> _DOCUMENT SEGMENT_:
Segment Open

I've read many posts about how the wife was 100 percent ready to get divorced the suddenly changes her mind after the husband decides to go his own way? I mean why does the woman wait? Why does she not try and say shes changed her mind while the husband is telling her how much he loves and misses her? Instead the wife waits until the husband says the hell with it, im moving on?

Im sure many have read those same kind of posts. Im just curious is to why a woman waits until the man has giving up?


----------



## Affaircare (Jan 11, 2010)

chitown~

To some small degree I disagree with CorpusWife but not entirely. I would disagree with "going out on dates" for the fun of it for two reasons: #1-you are not single and thus not available yet, and #2-the woman you'd be dating needs to be considered. What happens if you date a lady "just for fun" and she really a wonderful person? Smart, funny, beautiful inside and out? You could easily put yourself into the position of thinking of her rather than thinking of your wife, and we don't want to go there right now. There's enough going on!  Also, what if the lady meets you and just thinks you are awesome? Well... we all know you are  but I mean she could start to have feelings for you and then what "Sorry I need to go back to my wife now--I was just using you for an experiment." That's not too cool. 

However, CorpusWife really does have the right idea and that's why I wanted to talk to you about this: 


chitown said:


> I've doing a lot of reading on this topic and it does seem to me that the people that have got there wife or husband back after they filed for divorce are the ones that just said eff it and went about there business and stopped all contact.
> 
> I wonder why that works?


I don't think so much that the spouses say "Eff it". If you think about it, if you told your wife "I am not too happy and I'm thinking about leaving" and she got all needy and begged you and hung on your leg...would that make you think "Huh I want someone who acts like that--all weak and clingy"? Or would you want someone who would stand on their own two feet and be a little brave and say, "I want you in my life but I'm willing to admit I made some mistakes."? See the difference?

Segment Closed

> _DATA_:
Segment Open

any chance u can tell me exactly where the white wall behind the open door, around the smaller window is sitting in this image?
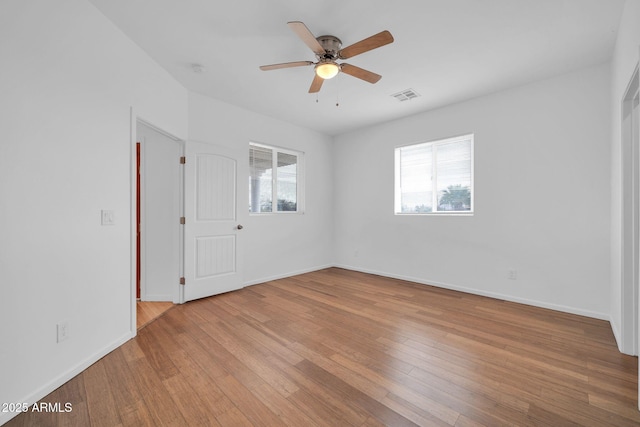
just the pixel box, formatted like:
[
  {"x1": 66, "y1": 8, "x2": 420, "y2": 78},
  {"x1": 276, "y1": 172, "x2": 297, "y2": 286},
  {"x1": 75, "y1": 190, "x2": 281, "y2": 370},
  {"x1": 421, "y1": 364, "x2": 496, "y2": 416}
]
[{"x1": 189, "y1": 93, "x2": 333, "y2": 284}]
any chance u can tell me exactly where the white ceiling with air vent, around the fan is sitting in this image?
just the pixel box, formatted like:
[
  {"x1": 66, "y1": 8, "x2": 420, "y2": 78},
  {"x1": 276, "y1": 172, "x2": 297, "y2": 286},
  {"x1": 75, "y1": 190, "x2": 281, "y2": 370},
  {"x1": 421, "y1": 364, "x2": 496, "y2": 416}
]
[{"x1": 89, "y1": 0, "x2": 624, "y2": 135}]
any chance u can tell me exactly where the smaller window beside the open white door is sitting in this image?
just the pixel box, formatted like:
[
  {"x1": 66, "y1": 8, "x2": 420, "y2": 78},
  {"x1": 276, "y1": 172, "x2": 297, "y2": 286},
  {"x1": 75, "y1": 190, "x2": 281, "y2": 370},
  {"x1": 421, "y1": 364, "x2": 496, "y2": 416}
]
[{"x1": 249, "y1": 143, "x2": 303, "y2": 213}]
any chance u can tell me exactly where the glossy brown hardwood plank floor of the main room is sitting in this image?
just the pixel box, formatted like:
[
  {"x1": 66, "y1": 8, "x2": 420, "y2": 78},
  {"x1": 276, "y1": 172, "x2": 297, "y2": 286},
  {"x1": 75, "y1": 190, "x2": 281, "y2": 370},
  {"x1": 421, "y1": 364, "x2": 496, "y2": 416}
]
[{"x1": 8, "y1": 268, "x2": 640, "y2": 427}]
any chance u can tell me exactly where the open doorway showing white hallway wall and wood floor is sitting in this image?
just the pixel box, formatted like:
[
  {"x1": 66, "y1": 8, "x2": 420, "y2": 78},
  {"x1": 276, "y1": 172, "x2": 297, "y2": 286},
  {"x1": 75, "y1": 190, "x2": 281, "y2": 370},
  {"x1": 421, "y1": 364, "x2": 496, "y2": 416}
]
[{"x1": 135, "y1": 119, "x2": 183, "y2": 329}]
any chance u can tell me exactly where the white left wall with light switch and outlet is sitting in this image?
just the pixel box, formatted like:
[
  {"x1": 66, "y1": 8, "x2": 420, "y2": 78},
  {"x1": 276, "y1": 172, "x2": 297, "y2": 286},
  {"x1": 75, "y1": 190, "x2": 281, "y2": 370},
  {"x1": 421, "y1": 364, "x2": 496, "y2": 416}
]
[{"x1": 0, "y1": 0, "x2": 188, "y2": 424}]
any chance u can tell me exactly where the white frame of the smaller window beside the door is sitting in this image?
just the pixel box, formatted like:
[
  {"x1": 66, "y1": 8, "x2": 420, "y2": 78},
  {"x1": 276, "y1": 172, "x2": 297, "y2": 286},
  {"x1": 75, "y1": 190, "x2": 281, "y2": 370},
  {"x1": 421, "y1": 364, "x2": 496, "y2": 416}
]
[{"x1": 248, "y1": 141, "x2": 305, "y2": 216}]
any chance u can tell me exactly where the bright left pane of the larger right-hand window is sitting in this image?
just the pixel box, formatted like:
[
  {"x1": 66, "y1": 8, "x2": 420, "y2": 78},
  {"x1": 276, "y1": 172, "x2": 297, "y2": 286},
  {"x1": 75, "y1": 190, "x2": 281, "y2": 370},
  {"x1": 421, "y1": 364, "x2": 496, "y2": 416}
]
[{"x1": 400, "y1": 144, "x2": 433, "y2": 213}]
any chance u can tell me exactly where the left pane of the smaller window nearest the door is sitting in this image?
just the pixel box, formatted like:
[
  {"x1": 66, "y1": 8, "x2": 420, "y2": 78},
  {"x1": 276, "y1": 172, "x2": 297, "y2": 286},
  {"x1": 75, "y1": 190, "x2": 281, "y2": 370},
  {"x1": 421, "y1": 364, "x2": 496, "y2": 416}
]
[{"x1": 249, "y1": 145, "x2": 273, "y2": 212}]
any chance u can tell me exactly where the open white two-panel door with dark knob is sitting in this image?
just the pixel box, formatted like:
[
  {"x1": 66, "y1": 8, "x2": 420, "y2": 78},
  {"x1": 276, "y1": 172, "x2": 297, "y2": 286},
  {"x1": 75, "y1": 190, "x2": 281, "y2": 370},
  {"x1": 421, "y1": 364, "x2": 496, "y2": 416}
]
[{"x1": 182, "y1": 141, "x2": 248, "y2": 302}]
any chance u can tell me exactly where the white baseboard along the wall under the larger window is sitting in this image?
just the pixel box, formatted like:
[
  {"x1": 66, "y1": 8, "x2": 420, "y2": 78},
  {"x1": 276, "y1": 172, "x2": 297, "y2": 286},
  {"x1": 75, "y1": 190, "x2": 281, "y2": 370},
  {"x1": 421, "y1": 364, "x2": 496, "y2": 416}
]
[{"x1": 335, "y1": 264, "x2": 611, "y2": 323}]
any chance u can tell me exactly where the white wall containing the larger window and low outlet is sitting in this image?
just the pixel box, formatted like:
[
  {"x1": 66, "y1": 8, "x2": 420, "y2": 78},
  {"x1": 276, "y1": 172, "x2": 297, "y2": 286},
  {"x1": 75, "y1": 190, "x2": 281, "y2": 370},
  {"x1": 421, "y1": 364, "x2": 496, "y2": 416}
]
[{"x1": 334, "y1": 65, "x2": 610, "y2": 319}]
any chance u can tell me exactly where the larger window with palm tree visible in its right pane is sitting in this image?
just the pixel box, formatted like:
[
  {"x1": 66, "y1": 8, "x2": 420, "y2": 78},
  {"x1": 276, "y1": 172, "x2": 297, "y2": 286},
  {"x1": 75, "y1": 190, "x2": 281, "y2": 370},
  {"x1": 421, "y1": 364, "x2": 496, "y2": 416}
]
[{"x1": 395, "y1": 134, "x2": 473, "y2": 214}]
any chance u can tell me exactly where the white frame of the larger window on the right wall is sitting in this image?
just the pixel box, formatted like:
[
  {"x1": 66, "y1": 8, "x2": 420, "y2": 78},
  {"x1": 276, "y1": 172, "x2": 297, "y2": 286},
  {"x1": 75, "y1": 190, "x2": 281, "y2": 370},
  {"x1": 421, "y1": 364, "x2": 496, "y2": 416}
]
[{"x1": 393, "y1": 133, "x2": 475, "y2": 216}]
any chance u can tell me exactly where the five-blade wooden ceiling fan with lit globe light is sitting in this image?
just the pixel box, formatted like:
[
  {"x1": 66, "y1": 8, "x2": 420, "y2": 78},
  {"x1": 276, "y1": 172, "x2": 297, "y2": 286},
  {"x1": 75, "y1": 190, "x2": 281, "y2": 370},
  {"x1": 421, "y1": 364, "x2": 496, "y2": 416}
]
[{"x1": 260, "y1": 21, "x2": 393, "y2": 93}]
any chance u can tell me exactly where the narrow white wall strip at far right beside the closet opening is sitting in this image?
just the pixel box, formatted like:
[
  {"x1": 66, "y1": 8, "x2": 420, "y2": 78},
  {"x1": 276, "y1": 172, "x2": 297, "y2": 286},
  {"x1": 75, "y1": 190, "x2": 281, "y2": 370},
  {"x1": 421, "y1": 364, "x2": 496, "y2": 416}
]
[{"x1": 609, "y1": 0, "x2": 640, "y2": 352}]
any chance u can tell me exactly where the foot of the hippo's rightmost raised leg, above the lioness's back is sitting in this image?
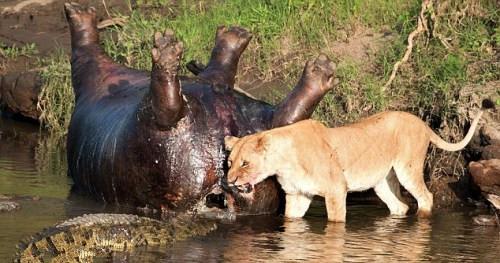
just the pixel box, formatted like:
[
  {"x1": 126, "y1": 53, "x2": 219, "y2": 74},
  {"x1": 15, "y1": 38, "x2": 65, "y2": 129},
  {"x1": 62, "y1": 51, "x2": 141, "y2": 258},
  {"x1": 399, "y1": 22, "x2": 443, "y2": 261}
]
[{"x1": 302, "y1": 54, "x2": 338, "y2": 93}]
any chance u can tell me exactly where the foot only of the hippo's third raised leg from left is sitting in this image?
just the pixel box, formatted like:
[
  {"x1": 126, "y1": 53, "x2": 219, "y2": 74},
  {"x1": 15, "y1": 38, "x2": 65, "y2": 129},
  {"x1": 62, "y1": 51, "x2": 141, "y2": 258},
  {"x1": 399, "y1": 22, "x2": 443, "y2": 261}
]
[{"x1": 215, "y1": 26, "x2": 252, "y2": 56}]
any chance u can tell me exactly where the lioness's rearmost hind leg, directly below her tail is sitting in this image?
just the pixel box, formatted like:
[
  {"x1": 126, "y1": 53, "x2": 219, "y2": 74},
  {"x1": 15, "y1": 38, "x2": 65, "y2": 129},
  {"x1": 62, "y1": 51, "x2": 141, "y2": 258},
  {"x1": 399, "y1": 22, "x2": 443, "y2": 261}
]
[{"x1": 394, "y1": 163, "x2": 433, "y2": 217}]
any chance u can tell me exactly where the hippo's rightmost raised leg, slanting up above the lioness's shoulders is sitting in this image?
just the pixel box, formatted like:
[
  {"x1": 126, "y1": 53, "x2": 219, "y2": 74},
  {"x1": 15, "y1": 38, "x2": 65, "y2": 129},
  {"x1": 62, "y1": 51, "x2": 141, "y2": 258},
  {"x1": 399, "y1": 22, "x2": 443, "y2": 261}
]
[{"x1": 272, "y1": 54, "x2": 336, "y2": 128}]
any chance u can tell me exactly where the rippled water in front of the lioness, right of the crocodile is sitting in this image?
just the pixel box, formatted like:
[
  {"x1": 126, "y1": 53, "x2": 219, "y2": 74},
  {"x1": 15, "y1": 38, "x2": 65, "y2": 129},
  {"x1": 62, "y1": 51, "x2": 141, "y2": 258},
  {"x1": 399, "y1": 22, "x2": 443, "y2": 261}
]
[{"x1": 150, "y1": 203, "x2": 500, "y2": 262}]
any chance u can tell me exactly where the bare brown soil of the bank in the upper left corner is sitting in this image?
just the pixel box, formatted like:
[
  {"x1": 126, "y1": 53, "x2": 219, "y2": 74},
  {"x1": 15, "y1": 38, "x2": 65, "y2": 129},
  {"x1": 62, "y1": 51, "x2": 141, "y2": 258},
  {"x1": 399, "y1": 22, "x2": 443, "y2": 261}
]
[{"x1": 0, "y1": 0, "x2": 128, "y2": 74}]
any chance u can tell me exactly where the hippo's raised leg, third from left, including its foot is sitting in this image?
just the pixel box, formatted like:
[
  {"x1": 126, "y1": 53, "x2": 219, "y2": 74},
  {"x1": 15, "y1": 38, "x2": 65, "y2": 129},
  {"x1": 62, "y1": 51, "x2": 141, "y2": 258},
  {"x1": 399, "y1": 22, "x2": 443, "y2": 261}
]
[{"x1": 192, "y1": 26, "x2": 252, "y2": 86}]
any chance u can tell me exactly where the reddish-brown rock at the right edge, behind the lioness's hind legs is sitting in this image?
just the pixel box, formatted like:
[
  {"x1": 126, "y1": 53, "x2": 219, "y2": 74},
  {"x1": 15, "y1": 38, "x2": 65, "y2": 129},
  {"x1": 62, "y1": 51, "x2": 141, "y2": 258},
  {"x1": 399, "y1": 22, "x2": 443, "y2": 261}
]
[{"x1": 469, "y1": 159, "x2": 500, "y2": 209}]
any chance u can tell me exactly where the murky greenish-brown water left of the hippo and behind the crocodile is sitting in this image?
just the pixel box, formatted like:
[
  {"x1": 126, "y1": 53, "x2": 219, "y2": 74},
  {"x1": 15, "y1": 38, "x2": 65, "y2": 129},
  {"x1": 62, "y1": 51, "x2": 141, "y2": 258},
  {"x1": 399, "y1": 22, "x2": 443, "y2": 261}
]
[{"x1": 0, "y1": 118, "x2": 102, "y2": 262}]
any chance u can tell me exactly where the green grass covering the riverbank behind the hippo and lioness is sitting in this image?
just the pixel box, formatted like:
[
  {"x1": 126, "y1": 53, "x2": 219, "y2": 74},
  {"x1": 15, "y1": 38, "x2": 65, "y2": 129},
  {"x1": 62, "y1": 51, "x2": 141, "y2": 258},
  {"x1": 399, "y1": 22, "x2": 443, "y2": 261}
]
[{"x1": 34, "y1": 0, "x2": 500, "y2": 142}]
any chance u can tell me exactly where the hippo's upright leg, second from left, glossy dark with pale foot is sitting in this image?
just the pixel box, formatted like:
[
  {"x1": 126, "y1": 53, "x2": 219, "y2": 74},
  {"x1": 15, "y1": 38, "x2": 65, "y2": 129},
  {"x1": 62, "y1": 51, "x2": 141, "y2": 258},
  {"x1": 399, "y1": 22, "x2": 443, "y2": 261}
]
[{"x1": 150, "y1": 30, "x2": 185, "y2": 129}]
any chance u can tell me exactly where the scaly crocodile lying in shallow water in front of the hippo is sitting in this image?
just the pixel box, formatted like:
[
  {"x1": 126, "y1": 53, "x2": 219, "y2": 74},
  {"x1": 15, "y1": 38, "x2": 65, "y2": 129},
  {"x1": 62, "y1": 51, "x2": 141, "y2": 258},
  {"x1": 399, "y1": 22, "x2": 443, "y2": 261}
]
[{"x1": 14, "y1": 213, "x2": 217, "y2": 262}]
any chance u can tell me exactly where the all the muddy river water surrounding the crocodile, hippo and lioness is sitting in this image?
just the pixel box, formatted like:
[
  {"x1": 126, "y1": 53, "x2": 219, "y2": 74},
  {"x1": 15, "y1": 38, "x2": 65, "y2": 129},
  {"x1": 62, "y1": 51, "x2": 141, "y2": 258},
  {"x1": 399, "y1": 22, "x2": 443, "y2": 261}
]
[{"x1": 0, "y1": 120, "x2": 500, "y2": 262}]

Segment Closed

> _TASKS TO CARRY OUT_:
1. Answer these questions about the forum thread:
(a) According to the opening post, what does the wife wait for before she says she has changed her mind?
(b) What two reasons does Affaircare give for disagreeing with "going out on dates" for the fun of it?
(c) In the passage Affaircare quotes from chitown, what did the people who got their spouse back do?
2. Copy everything in the forum thread from "I've read many" down to "im moving on?".
You won't need the entries for any of this.

> _SOLUTIONS TO EACH TASK_:
1.
(a) She waits until the husband says the hell with it and decides to move on.
(b) First, he is not single and so not available yet. Second, the woman he would be dating needs to be considered.
(c) They said "eff it," went about their business and stopped all contact.

2.
I've read many posts about how the wife was 100 percent ready to get divorced the suddenly changes her mind after the husband decides to go his own way? I mean why does the woman wait? Why does she not try and say shes changed her mind while the husband is telling her how much he loves and misses her? Instead the wife waits until the husband says the hell with it, im moving on?